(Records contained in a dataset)
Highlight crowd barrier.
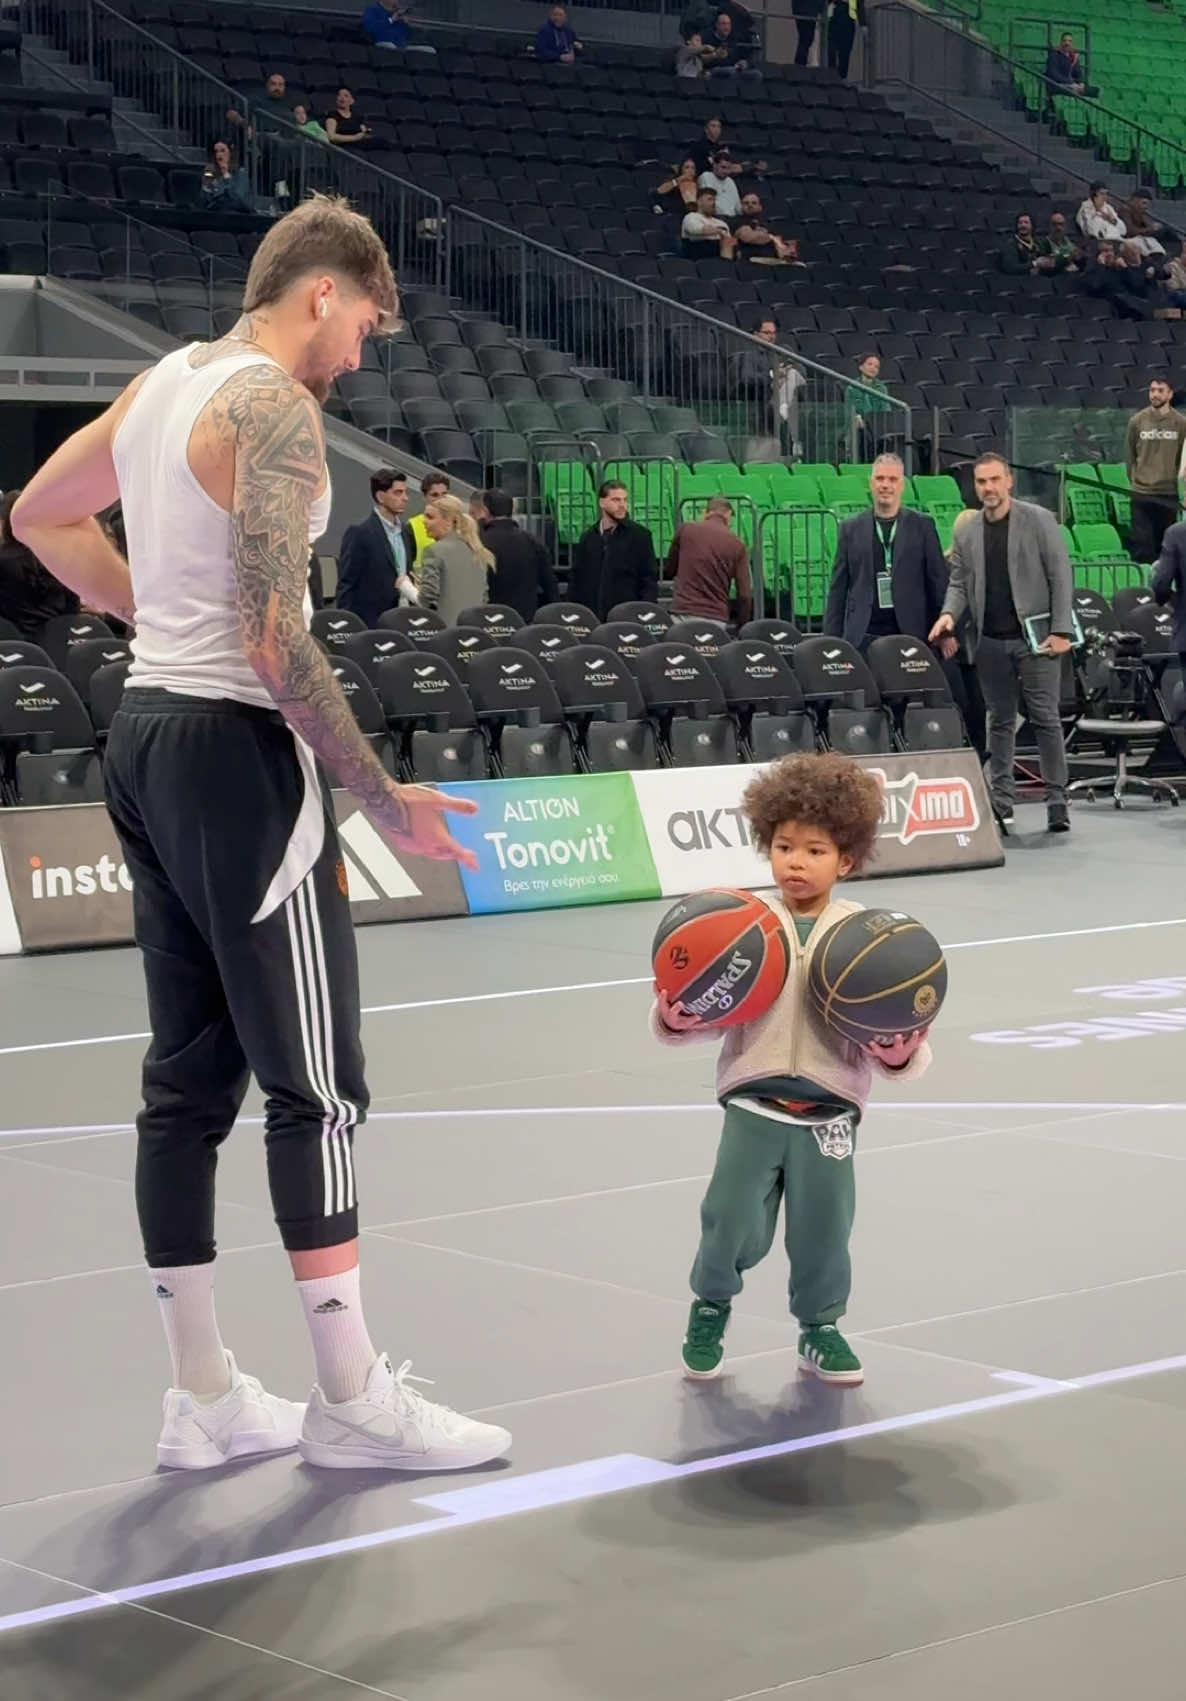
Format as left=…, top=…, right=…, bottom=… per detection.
left=0, top=753, right=1002, bottom=953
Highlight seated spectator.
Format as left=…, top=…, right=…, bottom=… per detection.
left=734, top=193, right=802, bottom=264
left=325, top=87, right=371, bottom=146
left=1120, top=187, right=1166, bottom=259
left=1077, top=181, right=1126, bottom=242
left=201, top=139, right=253, bottom=213
left=1082, top=242, right=1180, bottom=322
left=681, top=188, right=737, bottom=258
left=534, top=5, right=582, bottom=63
left=225, top=69, right=291, bottom=138
left=675, top=30, right=714, bottom=79
left=291, top=102, right=328, bottom=141
left=363, top=0, right=437, bottom=52
left=998, top=212, right=1042, bottom=276
left=1164, top=250, right=1186, bottom=309
left=0, top=489, right=80, bottom=641
left=1040, top=211, right=1082, bottom=273
left=705, top=10, right=761, bottom=80
left=1045, top=33, right=1094, bottom=97
left=408, top=470, right=450, bottom=562
left=698, top=150, right=741, bottom=218
left=845, top=351, right=895, bottom=458
left=363, top=0, right=409, bottom=47
left=418, top=495, right=494, bottom=627
left=657, top=158, right=701, bottom=211
left=689, top=115, right=726, bottom=175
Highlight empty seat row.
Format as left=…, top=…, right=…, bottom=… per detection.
left=307, top=605, right=967, bottom=781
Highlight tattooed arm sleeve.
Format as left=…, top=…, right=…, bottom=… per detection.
left=227, top=365, right=411, bottom=835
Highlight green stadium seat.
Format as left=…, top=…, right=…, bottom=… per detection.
left=1072, top=522, right=1128, bottom=560
left=540, top=461, right=597, bottom=544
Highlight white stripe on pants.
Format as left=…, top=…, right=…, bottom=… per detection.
left=283, top=873, right=359, bottom=1218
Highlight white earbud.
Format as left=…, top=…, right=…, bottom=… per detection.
left=319, top=300, right=327, bottom=319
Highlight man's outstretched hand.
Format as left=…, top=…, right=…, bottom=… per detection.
left=387, top=787, right=480, bottom=871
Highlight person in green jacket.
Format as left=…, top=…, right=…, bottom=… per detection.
left=845, top=351, right=895, bottom=460
left=291, top=102, right=329, bottom=141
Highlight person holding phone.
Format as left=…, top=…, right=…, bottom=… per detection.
left=929, top=452, right=1073, bottom=835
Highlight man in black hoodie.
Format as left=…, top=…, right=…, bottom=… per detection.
left=568, top=481, right=659, bottom=620
left=479, top=488, right=558, bottom=623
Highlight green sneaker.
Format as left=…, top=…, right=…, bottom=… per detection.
left=798, top=1324, right=863, bottom=1386
left=682, top=1300, right=731, bottom=1379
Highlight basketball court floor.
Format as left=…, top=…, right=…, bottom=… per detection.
left=2, top=798, right=1186, bottom=1700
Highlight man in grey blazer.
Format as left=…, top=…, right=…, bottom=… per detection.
left=929, top=453, right=1074, bottom=833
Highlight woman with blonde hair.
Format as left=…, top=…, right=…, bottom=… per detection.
left=418, top=493, right=494, bottom=625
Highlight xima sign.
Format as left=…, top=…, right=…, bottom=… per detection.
left=664, top=771, right=980, bottom=854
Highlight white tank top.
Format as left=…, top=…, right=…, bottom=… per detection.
left=112, top=343, right=333, bottom=708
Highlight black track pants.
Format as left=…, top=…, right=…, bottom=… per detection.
left=103, top=691, right=369, bottom=1266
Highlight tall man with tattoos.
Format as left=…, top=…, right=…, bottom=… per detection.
left=11, top=197, right=512, bottom=1474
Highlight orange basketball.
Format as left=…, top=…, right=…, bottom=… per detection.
left=652, top=889, right=790, bottom=1029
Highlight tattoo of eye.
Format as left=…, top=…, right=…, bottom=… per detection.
left=224, top=365, right=409, bottom=834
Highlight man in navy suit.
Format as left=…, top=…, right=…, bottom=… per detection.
left=825, top=453, right=986, bottom=759
left=823, top=454, right=949, bottom=650
left=1152, top=518, right=1186, bottom=682
left=335, top=468, right=419, bottom=627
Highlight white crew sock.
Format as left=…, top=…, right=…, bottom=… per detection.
left=295, top=1266, right=378, bottom=1403
left=150, top=1264, right=232, bottom=1398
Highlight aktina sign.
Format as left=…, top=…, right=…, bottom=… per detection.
left=631, top=750, right=1001, bottom=897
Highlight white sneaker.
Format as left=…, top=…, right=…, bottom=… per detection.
left=299, top=1353, right=512, bottom=1472
left=157, top=1351, right=306, bottom=1470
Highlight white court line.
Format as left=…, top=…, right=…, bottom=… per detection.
left=1, top=1348, right=1185, bottom=1637
left=0, top=1100, right=1178, bottom=1146
left=1, top=913, right=1184, bottom=1061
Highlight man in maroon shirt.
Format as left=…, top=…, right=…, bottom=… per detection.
left=667, top=495, right=754, bottom=625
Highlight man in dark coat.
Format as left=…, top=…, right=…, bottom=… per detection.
left=823, top=454, right=948, bottom=650
left=479, top=488, right=558, bottom=624
left=1152, top=519, right=1186, bottom=684
left=335, top=468, right=419, bottom=627
left=567, top=481, right=659, bottom=621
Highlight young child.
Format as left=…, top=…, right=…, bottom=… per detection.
left=652, top=752, right=932, bottom=1385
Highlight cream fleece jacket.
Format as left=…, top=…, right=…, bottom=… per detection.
left=650, top=892, right=933, bottom=1112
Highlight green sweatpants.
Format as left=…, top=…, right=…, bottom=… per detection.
left=690, top=1101, right=857, bottom=1324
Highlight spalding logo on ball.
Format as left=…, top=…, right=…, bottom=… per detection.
left=807, top=908, right=947, bottom=1046
left=652, top=889, right=789, bottom=1029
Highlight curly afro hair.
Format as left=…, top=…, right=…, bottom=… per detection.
left=742, top=752, right=883, bottom=872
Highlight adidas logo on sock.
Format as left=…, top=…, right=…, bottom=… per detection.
left=313, top=1297, right=348, bottom=1314
left=155, top=1284, right=174, bottom=1299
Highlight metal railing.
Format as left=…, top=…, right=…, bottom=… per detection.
left=34, top=194, right=247, bottom=337
left=242, top=108, right=445, bottom=292
left=873, top=2, right=1186, bottom=201
left=20, top=0, right=246, bottom=159
left=444, top=207, right=913, bottom=472
left=18, top=0, right=445, bottom=291
left=1007, top=16, right=1092, bottom=79
left=757, top=508, right=836, bottom=629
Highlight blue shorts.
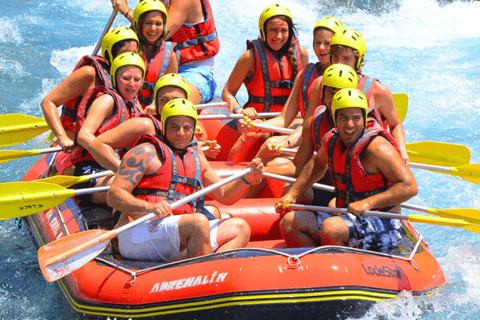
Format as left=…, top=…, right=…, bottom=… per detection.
left=179, top=65, right=217, bottom=103
left=340, top=213, right=406, bottom=253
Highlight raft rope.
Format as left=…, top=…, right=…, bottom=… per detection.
left=94, top=235, right=424, bottom=284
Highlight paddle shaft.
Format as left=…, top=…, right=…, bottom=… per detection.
left=195, top=101, right=227, bottom=110
left=250, top=123, right=294, bottom=134
left=92, top=11, right=117, bottom=55
left=199, top=112, right=281, bottom=120
left=44, top=168, right=253, bottom=268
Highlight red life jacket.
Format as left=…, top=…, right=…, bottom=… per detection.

Task to carry out: Print the records above exactly as they stand, but leave out the pictures.

Exercise result:
Highlight crowd barrier.
Format as left=…, top=…, right=…, bottom=… per detection.
left=0, top=753, right=1002, bottom=953
Highlight seated spectator.
Format as left=…, top=…, right=…, bottom=… per detection.
left=734, top=193, right=802, bottom=264
left=325, top=87, right=371, bottom=146
left=1120, top=187, right=1166, bottom=259
left=1077, top=181, right=1126, bottom=242
left=201, top=139, right=253, bottom=213
left=1082, top=242, right=1180, bottom=322
left=681, top=188, right=737, bottom=258
left=534, top=5, right=582, bottom=63
left=225, top=69, right=291, bottom=138
left=675, top=30, right=714, bottom=79
left=291, top=102, right=328, bottom=141
left=363, top=0, right=437, bottom=52
left=998, top=212, right=1042, bottom=276
left=1164, top=250, right=1186, bottom=309
left=0, top=489, right=80, bottom=641
left=1040, top=211, right=1082, bottom=273
left=705, top=10, right=761, bottom=80
left=1045, top=33, right=1094, bottom=97
left=408, top=470, right=450, bottom=562
left=698, top=150, right=741, bottom=218
left=845, top=351, right=895, bottom=458
left=363, top=0, right=409, bottom=47
left=418, top=495, right=494, bottom=627
left=657, top=158, right=701, bottom=211
left=689, top=115, right=726, bottom=175
Highlight empty seat row.
Format as left=…, top=…, right=…, bottom=… per detection.
left=307, top=605, right=967, bottom=781
Highlight tattooed arm sleeve.
Format as left=…, top=…, right=…, bottom=… per detection.
left=227, top=365, right=411, bottom=835
Highlight green stadium seat.
Format as left=…, top=…, right=…, bottom=… per detection.
left=1072, top=522, right=1128, bottom=560
left=540, top=461, right=597, bottom=544
Highlight white stripe on pants.
Format as left=…, top=…, right=…, bottom=… per detection.
left=283, top=873, right=359, bottom=1218
Highlight white earbud.
Format as left=…, top=…, right=…, bottom=… per detection.
left=319, top=300, right=327, bottom=319
Highlight man's outstretched hand.
Format as left=…, top=…, right=…, bottom=… per detection.
left=387, top=787, right=480, bottom=871
Highlight person in green jacket.
Format as left=…, top=…, right=…, bottom=… per detection.
left=845, top=351, right=895, bottom=460
left=291, top=102, right=329, bottom=141
Highlight person holding phone.
Format as left=…, top=…, right=…, bottom=… per detection.
left=929, top=452, right=1073, bottom=835
Highlight man in black hoodie.
Format as left=…, top=…, right=…, bottom=… per detection.
left=568, top=481, right=659, bottom=620
left=479, top=488, right=558, bottom=623
Highlight green sneaker.
Format as left=…, top=…, right=…, bottom=… per detection.
left=798, top=1324, right=863, bottom=1386
left=682, top=1300, right=731, bottom=1379
Highlight basketball court floor.
Format as left=…, top=…, right=…, bottom=… per detection.
left=2, top=798, right=1186, bottom=1700
Highlight man in grey blazer.
Format as left=…, top=…, right=…, bottom=… per detection.
left=929, top=453, right=1074, bottom=833
Highlight woman with blonde hair.
Format as left=…, top=…, right=…, bottom=… per detection.
left=418, top=493, right=494, bottom=625
Highlight xima sign.
Format as left=…, top=…, right=…, bottom=… per detection.
left=664, top=771, right=980, bottom=854
Highlight white tank top.
Format as left=…, top=…, right=…, bottom=… per detection.
left=112, top=343, right=333, bottom=708
Highlight black track pants.
Format as left=…, top=…, right=…, bottom=… per detection.
left=103, top=691, right=369, bottom=1266
Highlight tall man with tattoos.
Format as left=…, top=…, right=…, bottom=… per detection.
left=11, top=197, right=512, bottom=1474
Highlight orange basketball.
Format as left=…, top=…, right=…, bottom=… per detection.
left=652, top=889, right=790, bottom=1029
Highlight tattoo of eye.
Format as left=…, top=…, right=…, bottom=… per detection.
left=224, top=365, right=409, bottom=834
Highlight man in navy suit.
Format as left=…, top=…, right=…, bottom=… per detection.
left=825, top=453, right=986, bottom=759
left=823, top=454, right=949, bottom=650
left=1152, top=518, right=1186, bottom=682
left=335, top=468, right=419, bottom=627
Highlight white crew sock.
Format as left=…, top=…, right=…, bottom=… per detection.
left=295, top=1266, right=378, bottom=1403
left=150, top=1264, right=232, bottom=1398
Highlight aktina sign.
Format as left=…, top=…, right=…, bottom=… per detection.
left=631, top=750, right=1001, bottom=897
Highlight white sneaker.
Format as left=…, top=…, right=…, bottom=… per detection.
left=299, top=1353, right=512, bottom=1472
left=157, top=1351, right=306, bottom=1470
Highlight white court line.
Format as left=…, top=…, right=…, bottom=… per detection.
left=1, top=1348, right=1185, bottom=1637
left=0, top=1100, right=1178, bottom=1146
left=1, top=913, right=1184, bottom=1061
Highlight man in maroon shirt.
Format as left=…, top=…, right=…, bottom=… per detection.
left=667, top=495, right=754, bottom=625
Highlight man in dark coat.
Format as left=…, top=…, right=…, bottom=… per detection.
left=823, top=454, right=948, bottom=650
left=479, top=488, right=558, bottom=624
left=1152, top=519, right=1186, bottom=684
left=335, top=468, right=419, bottom=627
left=567, top=481, right=659, bottom=621
Highlight young child.
Format as left=…, top=…, right=…, bottom=… per detection.
left=652, top=752, right=932, bottom=1385
Highlight cream fleece jacket.
Format as left=…, top=…, right=…, bottom=… per detection.
left=650, top=892, right=933, bottom=1112
Highlight green sweatpants.
Format as left=…, top=…, right=…, bottom=… per detection.
left=690, top=1101, right=857, bottom=1324
Highlight spalding logo on ball.
Format as left=…, top=…, right=…, bottom=… per detection.
left=807, top=908, right=947, bottom=1046
left=652, top=889, right=789, bottom=1029
Highlight curly afro hair.
Format as left=…, top=…, right=…, bottom=… per detection.
left=742, top=752, right=883, bottom=872
Highlight adidas logo on sock.
Format as left=…, top=…, right=…, bottom=… per detection.
left=313, top=1297, right=348, bottom=1314
left=155, top=1284, right=174, bottom=1299
Highlight metal railing.
Format as left=…, top=…, right=…, bottom=… per detection.
left=34, top=194, right=247, bottom=337
left=242, top=108, right=445, bottom=292
left=873, top=2, right=1186, bottom=201
left=20, top=0, right=246, bottom=159
left=444, top=207, right=913, bottom=472
left=18, top=0, right=445, bottom=291
left=1007, top=16, right=1092, bottom=79
left=757, top=508, right=836, bottom=629
Highlight blue shorts.
Format as left=…, top=…, right=…, bottom=… per detection.
left=179, top=65, right=217, bottom=103
left=340, top=213, right=406, bottom=253
Highlight raft rope.
Format as left=…, top=…, right=…, bottom=… per detection.
left=94, top=235, right=424, bottom=284
Highlight paddle shaft.
Format as left=…, top=…, right=…, bottom=… per detection.
left=195, top=101, right=227, bottom=110
left=250, top=123, right=294, bottom=134
left=92, top=11, right=117, bottom=55
left=199, top=112, right=281, bottom=120
left=44, top=168, right=253, bottom=268
Highlight red life jacket.
Format as left=…, top=…, right=…, bottom=… per detection.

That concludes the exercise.